● What the exercise asks:
Please pull out everything in the material below, from the line containing "the stack of books" down to the line containing "<point>315,214</point>", and repeat those lines without changing a single character.
— START OF Listed entries —
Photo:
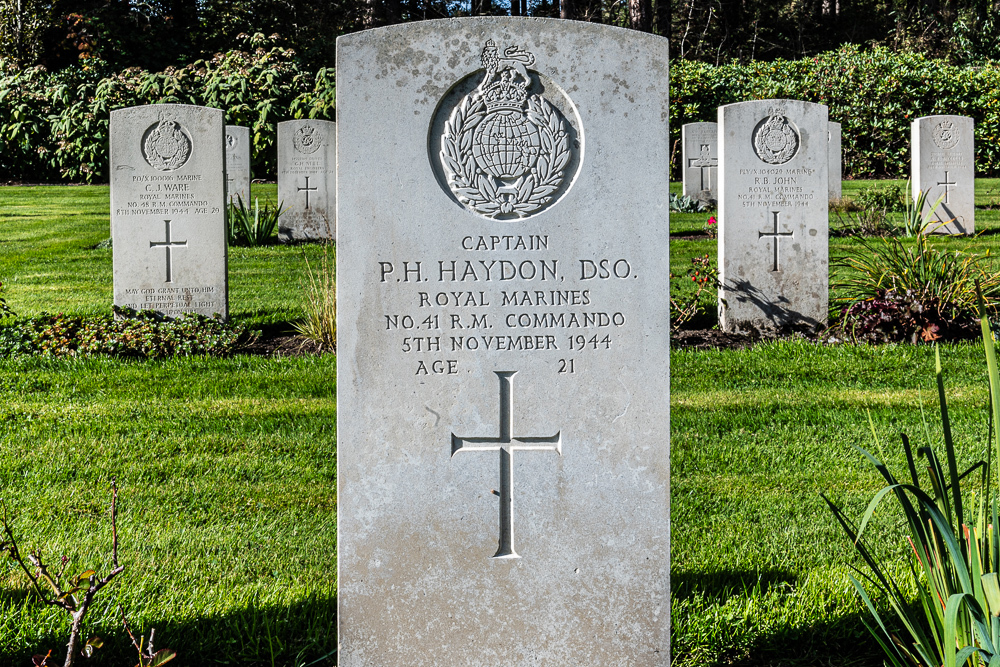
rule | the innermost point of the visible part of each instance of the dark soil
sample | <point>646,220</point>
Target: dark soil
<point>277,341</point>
— END OF Listed entries —
— START OF Listed entries —
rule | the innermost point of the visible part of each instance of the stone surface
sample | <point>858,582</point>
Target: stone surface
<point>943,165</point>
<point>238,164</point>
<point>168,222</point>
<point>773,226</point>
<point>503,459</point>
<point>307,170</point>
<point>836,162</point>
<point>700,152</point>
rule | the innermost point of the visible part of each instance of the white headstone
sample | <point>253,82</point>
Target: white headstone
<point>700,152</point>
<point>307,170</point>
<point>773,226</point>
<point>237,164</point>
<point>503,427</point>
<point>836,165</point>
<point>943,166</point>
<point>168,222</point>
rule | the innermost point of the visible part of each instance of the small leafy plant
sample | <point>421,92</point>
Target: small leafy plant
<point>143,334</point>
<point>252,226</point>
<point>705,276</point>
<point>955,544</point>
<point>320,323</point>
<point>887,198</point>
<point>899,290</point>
— END OF Listed entries —
— START OF Listed entries —
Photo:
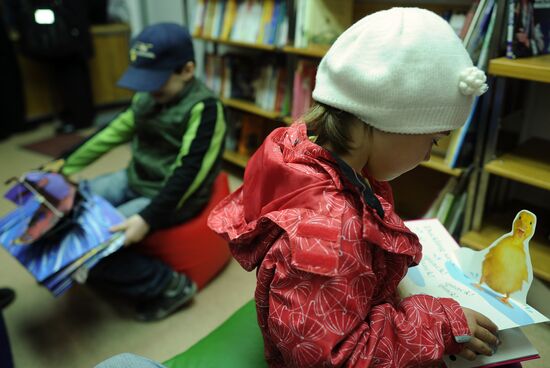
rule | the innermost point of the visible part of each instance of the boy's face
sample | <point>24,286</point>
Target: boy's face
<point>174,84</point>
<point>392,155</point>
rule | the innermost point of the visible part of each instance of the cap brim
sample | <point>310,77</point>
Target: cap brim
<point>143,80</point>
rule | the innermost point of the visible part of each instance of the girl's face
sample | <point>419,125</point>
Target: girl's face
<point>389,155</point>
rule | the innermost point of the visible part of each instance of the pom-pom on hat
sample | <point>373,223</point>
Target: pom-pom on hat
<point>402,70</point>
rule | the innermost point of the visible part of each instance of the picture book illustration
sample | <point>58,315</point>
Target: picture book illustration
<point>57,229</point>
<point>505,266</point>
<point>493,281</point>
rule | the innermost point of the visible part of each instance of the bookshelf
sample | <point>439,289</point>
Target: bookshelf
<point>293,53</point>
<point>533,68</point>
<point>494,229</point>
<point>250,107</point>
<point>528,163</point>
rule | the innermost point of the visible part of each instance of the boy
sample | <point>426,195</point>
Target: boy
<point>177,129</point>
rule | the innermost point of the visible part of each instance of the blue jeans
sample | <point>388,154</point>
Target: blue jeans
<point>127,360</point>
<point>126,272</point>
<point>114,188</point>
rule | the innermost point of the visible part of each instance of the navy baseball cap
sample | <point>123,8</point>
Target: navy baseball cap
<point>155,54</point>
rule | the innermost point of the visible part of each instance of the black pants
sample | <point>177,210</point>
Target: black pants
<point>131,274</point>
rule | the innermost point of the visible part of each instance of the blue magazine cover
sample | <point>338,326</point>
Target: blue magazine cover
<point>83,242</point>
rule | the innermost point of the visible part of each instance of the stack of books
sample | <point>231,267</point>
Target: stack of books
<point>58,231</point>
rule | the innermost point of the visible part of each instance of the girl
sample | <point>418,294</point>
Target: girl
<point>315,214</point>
— END OF Listed entries —
● Answer to the task:
rule | the innermost point of the visible part of each instance of the stack of books
sample | <point>231,267</point>
Target: stack of books
<point>58,231</point>
rule | the innermost point of the visible part of each instance of the girl
sample | <point>418,294</point>
Target: girl
<point>315,214</point>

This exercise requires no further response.